Alıntı:
Ailem İzmir'de, Uzundere'de (Toplu Konut İdaresi) TOKİ'ye taşındı. Orada yaşamak, insanlara bir lütuf olarak sunuluyor. Oysa Uzundere koca bir boşluğun ortasında. Tüm evleri yatırsan hepsinin bahçesi olur. Böyle yapmıyorlar. Araştırmacılar geniş çerçeveden bir okuma yapıyor, orada yaşayanlar namına üzülüyor ve bununla mücadele etmeye çalışıyor. Ama diğer yandan, bazı insanlar orada mutlu, kendini "modernleşmiş" hissediyor. Bizimkiler de ilk önce Karaburun'dan Kadifekale'ye, gecekondu bölgesine gelmişler, evin evveliyatı oradan. Şehirlerdeki durum anlaşılmaz geliyor bana, bir beton sevicilik ortaya çıktı. Bir yandan da, TOKİ' de bir süre yaşamak zorunda kalanlar mutlu değil.

Veri kümesi içeriği:
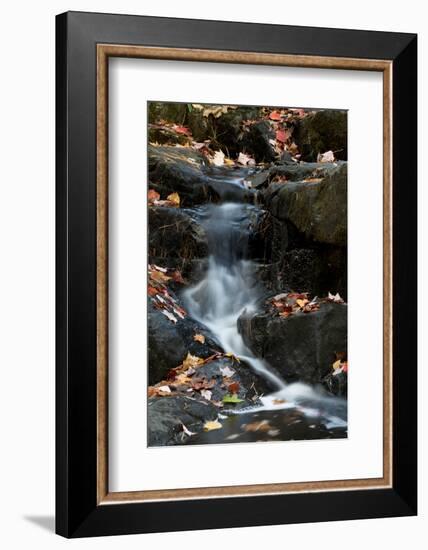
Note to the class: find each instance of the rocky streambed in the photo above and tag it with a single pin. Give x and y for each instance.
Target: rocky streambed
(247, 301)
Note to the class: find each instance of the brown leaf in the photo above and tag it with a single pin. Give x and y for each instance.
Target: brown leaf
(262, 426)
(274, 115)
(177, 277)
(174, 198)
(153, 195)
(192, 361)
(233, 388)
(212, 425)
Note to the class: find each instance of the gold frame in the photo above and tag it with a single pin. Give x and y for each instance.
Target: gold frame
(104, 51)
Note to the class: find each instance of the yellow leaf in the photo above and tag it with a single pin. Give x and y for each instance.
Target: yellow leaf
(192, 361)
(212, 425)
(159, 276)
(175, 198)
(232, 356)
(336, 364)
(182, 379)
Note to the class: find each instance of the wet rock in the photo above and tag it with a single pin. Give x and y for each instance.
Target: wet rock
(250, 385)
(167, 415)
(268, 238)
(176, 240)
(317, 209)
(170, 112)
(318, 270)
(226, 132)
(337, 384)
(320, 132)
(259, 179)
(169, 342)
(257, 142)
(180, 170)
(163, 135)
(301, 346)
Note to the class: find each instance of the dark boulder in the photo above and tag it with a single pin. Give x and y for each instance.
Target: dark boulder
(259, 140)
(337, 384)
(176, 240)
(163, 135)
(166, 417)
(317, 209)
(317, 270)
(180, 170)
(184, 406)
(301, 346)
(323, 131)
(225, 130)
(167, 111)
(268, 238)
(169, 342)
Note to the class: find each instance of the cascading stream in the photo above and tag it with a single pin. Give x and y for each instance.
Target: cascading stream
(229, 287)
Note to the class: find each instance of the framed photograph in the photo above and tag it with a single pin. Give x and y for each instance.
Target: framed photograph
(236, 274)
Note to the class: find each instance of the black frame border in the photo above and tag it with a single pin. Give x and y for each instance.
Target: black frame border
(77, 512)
...
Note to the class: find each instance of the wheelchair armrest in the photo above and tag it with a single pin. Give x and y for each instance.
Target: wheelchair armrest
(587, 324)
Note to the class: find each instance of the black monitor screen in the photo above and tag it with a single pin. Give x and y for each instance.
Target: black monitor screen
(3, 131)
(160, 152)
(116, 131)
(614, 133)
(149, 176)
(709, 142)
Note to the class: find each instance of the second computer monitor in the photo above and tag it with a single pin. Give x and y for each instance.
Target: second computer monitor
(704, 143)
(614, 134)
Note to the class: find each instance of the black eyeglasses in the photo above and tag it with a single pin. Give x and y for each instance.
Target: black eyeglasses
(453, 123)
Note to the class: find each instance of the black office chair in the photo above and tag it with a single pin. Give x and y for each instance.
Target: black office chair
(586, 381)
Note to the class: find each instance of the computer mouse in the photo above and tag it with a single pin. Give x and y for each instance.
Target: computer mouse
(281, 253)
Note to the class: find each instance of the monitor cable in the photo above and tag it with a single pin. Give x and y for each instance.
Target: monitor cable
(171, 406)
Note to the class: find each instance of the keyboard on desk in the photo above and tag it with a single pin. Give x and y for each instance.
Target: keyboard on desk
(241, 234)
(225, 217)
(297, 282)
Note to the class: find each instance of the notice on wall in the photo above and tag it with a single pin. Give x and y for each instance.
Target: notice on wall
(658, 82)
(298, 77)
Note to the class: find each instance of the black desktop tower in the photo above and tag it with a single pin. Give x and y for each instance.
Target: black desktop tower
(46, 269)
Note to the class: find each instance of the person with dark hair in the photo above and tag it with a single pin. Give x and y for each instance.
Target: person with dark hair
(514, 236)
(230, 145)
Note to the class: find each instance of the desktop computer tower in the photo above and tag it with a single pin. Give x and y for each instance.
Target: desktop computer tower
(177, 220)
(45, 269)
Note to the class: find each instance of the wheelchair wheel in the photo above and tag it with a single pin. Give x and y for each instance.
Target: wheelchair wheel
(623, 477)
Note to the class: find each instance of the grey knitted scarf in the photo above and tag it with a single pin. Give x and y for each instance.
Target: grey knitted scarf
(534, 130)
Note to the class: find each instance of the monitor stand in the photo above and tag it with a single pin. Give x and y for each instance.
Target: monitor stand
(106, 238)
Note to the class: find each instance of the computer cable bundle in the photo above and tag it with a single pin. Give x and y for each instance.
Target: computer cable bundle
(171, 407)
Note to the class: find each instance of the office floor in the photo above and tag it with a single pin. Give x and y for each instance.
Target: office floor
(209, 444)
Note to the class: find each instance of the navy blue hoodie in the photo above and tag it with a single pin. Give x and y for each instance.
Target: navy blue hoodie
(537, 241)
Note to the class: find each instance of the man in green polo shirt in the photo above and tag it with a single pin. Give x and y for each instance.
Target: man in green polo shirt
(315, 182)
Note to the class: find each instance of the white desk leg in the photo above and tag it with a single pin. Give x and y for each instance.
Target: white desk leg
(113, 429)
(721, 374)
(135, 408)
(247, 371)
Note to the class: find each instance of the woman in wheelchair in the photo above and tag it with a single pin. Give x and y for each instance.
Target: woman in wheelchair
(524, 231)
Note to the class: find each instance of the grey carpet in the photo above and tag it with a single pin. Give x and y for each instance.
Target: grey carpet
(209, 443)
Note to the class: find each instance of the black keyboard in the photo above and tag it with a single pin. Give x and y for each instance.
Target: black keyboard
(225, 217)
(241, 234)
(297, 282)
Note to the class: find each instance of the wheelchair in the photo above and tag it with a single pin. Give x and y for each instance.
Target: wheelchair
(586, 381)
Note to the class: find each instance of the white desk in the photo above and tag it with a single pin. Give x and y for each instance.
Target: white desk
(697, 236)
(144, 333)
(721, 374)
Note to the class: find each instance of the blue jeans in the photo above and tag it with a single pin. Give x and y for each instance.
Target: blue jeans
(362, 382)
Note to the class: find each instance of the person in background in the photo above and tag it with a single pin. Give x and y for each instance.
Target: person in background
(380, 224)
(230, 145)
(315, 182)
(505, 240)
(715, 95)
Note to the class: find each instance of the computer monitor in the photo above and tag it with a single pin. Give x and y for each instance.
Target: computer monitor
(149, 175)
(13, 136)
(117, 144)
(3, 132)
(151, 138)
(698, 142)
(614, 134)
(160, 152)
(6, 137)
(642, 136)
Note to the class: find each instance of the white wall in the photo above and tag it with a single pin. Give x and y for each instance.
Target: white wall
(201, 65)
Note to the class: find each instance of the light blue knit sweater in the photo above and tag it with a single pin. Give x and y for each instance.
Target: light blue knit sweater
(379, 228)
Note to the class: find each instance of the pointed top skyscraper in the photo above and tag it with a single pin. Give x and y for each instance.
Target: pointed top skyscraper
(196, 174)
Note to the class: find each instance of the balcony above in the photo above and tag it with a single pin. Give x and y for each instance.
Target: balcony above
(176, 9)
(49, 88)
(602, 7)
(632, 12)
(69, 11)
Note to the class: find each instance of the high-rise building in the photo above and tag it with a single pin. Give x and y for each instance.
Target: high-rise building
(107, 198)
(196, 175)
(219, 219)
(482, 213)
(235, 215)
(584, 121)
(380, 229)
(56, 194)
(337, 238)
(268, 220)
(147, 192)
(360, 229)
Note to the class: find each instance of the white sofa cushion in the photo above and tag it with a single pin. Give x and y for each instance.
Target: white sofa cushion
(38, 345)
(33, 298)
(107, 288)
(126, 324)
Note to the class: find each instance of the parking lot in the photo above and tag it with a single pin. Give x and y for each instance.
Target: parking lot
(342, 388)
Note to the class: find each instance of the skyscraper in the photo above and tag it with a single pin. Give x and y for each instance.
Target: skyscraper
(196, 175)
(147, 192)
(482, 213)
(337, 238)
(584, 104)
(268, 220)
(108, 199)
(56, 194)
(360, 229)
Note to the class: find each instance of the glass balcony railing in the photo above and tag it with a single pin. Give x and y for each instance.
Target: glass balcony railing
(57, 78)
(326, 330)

Yönergeler:
(a) TOKİ'ye taşınmayı anlatan alıntının tamamını tek harfini değiştirmeden yeniden yazın.
(b) Kayıtlardaki satırlardan kaçında "blue" kelimesinin geçtiğini sayın; büyük-küçük harf farkı dikkate alınır. Yalnızca sayıyı verin.

Cevaplar:
(a)
Ailem İzmir'de, Uzundere'de (Toplu Konut İdaresi) TOKİ'ye taşındı. Orada yaşamak, insanlara bir lütuf olarak sunuluyor. Oysa Uzundere koca bir boşluğun ortasında. Tüm evleri yatırsan hepsinin bahçesi olur. Böyle yapmıyorlar. Araştırmacılar geniş çerçeveden bir okuma yapıyor, orada yaşayanlar namına üzülüyor ve bununla mücadele etmeye çalışıyor. Ama diğer yandan, bazı insanlar orada mutlu, kendini "modernleşmiş" hissediyor. Bizimkiler de ilk önce Karaburun'dan Kadifekale'ye, gecekondu bölgesine gelmişler, evin evveliyatı oradan. Şehirlerdeki durum anlaşılmaz geliyor bana, bir beton sevicilik ortaya çıktı. Bir yandan da, TOKİ' de bir süre yaşamak zorunda kalanlar mutlu değil.

(b) 6